:: Consegna ::
Cita alla lettera il brano del testo sui reati di emissione e di scarico che comincia con le parole "- La natura" e si chiude dopo le parole "industriali, definite dall'art.".

:: Testo da leggere ::
▬▬▬▬▬▬

In primo luogo, in merito alle due fattispecie di reato, la Corte ha ribadito che:
- Il reato previsto dall'art. 279 del d.lgs. n. 152 del 2006 è
configurabile indipendentemente dalla circostanza che le emissioni
superino i valori limite stabiliti, dovendosi fare invece riferimento
alla presenza di emissioni comunque moleste ed inquinanti ex se
connaturate quindi alla natura formale dal reato.
- La natura del refluo scaricato costituisce il criterio di discrimine
tra la tutela punitiva dì tipo amministrativo e quella strettamente
penale: nel caso in cui lo scarico abusivo abbia ad oggetto acque reflue
domestiche, ovvero di reti fognarie, potrà configurarsi l'illecito
amministrativo, d.lgs. n. 156 del 2006, ex art. 133, comma 2, mentre si
configurerà il reato di cui all'art. 137, comma 1, citato Decreto,
quando lo scarico riguardi acque reflue industriali, definite dall'art.

▬▬▬▬▬▬

:: Record del dataset ::
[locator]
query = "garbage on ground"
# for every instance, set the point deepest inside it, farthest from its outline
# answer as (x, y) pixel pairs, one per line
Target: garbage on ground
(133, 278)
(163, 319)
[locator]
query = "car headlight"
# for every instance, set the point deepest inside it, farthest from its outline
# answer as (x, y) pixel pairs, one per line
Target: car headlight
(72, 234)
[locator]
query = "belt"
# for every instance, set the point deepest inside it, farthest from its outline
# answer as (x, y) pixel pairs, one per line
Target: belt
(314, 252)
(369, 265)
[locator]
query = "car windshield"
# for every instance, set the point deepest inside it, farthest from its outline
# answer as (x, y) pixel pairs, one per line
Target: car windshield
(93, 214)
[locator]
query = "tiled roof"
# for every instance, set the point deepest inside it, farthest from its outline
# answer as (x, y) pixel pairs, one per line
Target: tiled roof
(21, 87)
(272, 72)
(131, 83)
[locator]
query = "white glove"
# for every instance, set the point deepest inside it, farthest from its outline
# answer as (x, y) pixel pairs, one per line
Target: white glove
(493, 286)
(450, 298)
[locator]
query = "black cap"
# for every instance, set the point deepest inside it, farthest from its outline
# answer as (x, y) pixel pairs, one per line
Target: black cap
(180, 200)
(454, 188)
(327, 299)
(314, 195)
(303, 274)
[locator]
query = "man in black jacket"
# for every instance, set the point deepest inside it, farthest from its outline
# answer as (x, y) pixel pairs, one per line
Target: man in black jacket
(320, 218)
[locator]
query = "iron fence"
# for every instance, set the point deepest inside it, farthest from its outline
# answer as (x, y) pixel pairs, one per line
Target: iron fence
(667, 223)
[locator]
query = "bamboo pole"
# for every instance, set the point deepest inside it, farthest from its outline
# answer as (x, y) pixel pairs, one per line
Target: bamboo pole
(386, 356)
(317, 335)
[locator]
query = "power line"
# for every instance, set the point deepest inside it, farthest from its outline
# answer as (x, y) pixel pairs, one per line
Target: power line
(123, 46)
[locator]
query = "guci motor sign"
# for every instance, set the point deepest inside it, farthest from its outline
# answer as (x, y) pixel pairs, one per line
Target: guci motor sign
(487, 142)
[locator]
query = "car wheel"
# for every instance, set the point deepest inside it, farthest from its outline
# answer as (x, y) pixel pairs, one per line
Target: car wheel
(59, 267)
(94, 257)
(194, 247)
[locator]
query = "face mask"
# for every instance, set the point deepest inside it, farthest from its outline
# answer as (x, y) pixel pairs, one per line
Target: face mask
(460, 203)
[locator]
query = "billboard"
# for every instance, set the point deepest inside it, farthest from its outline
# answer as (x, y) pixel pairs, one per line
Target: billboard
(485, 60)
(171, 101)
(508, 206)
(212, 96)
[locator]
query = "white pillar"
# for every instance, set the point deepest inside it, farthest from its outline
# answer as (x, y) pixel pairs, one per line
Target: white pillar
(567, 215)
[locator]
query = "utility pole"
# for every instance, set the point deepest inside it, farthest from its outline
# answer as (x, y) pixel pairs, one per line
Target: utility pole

▬▬▬▬▬▬

:: Soluzione ::
- La natura del refluo scaricato costituisce il criterio di discrimine
tra la tutela punitiva dì tipo amministrativo e quella strettamente
penale: nel caso in cui lo scarico abusivo abbia ad oggetto acque reflue
domestiche, ovvero di reti fognarie, potrà configurarsi l'illecito
amministrativo, d.lgs. n. 156 del 2006, ex art. 133, comma 2, mentre si
configurerà il reato di cui all'art. 137, comma 1, citato Decreto,
quando lo scarico riguardi acque reflue industriali, definite dall'art.